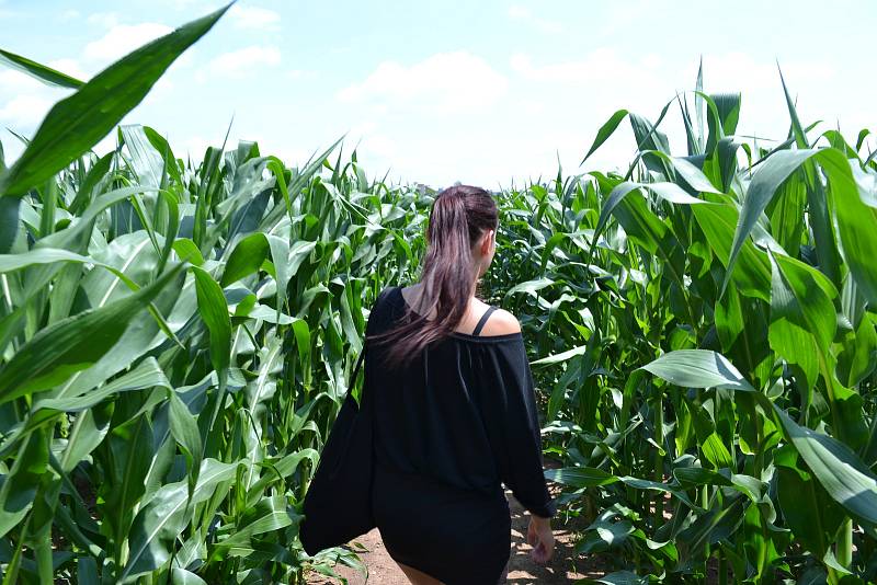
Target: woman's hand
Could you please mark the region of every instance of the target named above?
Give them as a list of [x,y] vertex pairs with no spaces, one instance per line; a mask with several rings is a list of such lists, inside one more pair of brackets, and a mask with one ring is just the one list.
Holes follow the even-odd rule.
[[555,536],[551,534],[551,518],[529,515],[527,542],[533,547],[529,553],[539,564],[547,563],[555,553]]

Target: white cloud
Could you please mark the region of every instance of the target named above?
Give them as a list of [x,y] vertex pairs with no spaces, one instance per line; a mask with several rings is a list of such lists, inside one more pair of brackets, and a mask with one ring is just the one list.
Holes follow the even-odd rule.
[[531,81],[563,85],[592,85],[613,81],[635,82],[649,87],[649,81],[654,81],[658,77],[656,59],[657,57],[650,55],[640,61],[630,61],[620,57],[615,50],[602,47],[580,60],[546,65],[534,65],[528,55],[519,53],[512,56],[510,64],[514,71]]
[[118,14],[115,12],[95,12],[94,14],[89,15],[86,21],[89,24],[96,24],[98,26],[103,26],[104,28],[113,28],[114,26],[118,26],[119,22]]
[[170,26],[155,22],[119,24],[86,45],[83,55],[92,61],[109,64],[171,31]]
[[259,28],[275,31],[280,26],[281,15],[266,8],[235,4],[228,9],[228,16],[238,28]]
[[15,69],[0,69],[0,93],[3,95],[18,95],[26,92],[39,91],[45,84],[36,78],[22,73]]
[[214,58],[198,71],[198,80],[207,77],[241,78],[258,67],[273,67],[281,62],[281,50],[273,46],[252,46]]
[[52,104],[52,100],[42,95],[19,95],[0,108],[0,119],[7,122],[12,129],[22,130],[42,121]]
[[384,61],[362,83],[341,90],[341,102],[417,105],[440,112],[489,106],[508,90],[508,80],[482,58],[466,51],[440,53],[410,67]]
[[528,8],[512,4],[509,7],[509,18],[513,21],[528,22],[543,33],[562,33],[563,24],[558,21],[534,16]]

# # # # # # #

- **STATED GOAL**
Reproduce every line of the entries above verbatim, leaving out the pictures.

- **ANSWER TO THE PROBLEM**
Target: woman's hand
Could you please mark the region of every instance of the target named above?
Give them as a list of [x,y] vertex pairs with no spaces, one instance per line; a mask with several rings is a list of such lists, inside one more pair of brackets, and a mask with one ring is just the one list.
Holes follow the even-odd rule.
[[555,536],[551,534],[551,518],[529,515],[527,542],[533,547],[529,553],[539,564],[547,563],[555,553]]

Target: white cloud
Could you please mark the region of every instance of the target named above?
Give them as a list of [x,y] vertex pairs with no spaces, one instance per line; a mask with several rings is a list of such lists, inside one more pair of brackets, and a mask with one ring is just the one list.
Holes follow the even-odd rule.
[[531,81],[563,85],[592,85],[613,81],[635,82],[649,87],[649,81],[654,81],[658,77],[656,59],[657,57],[650,55],[640,61],[630,61],[620,57],[615,50],[602,47],[580,60],[546,65],[534,65],[528,55],[519,53],[512,56],[510,64],[514,71]]
[[118,14],[115,12],[95,12],[94,14],[89,15],[86,21],[89,24],[96,24],[98,26],[103,26],[104,28],[113,28],[114,26],[118,26],[119,22]]
[[170,26],[155,22],[119,24],[86,45],[83,55],[92,61],[109,64],[171,31]]
[[259,28],[275,31],[280,26],[281,15],[266,8],[235,4],[228,9],[228,16],[238,28]]
[[15,69],[0,69],[0,93],[3,95],[18,95],[26,92],[39,91],[45,84],[36,78],[22,73]]
[[214,58],[198,71],[198,80],[207,77],[241,78],[258,67],[273,67],[281,62],[281,50],[273,46],[252,46]]
[[52,104],[52,100],[42,95],[19,95],[0,108],[0,119],[7,122],[12,129],[22,130],[42,121]]
[[384,61],[362,83],[341,90],[341,102],[417,105],[440,112],[489,106],[508,90],[508,80],[482,58],[466,51],[440,53],[410,67]]
[[528,8],[512,4],[509,7],[509,18],[513,21],[528,22],[543,33],[562,33],[563,24],[558,21],[534,16]]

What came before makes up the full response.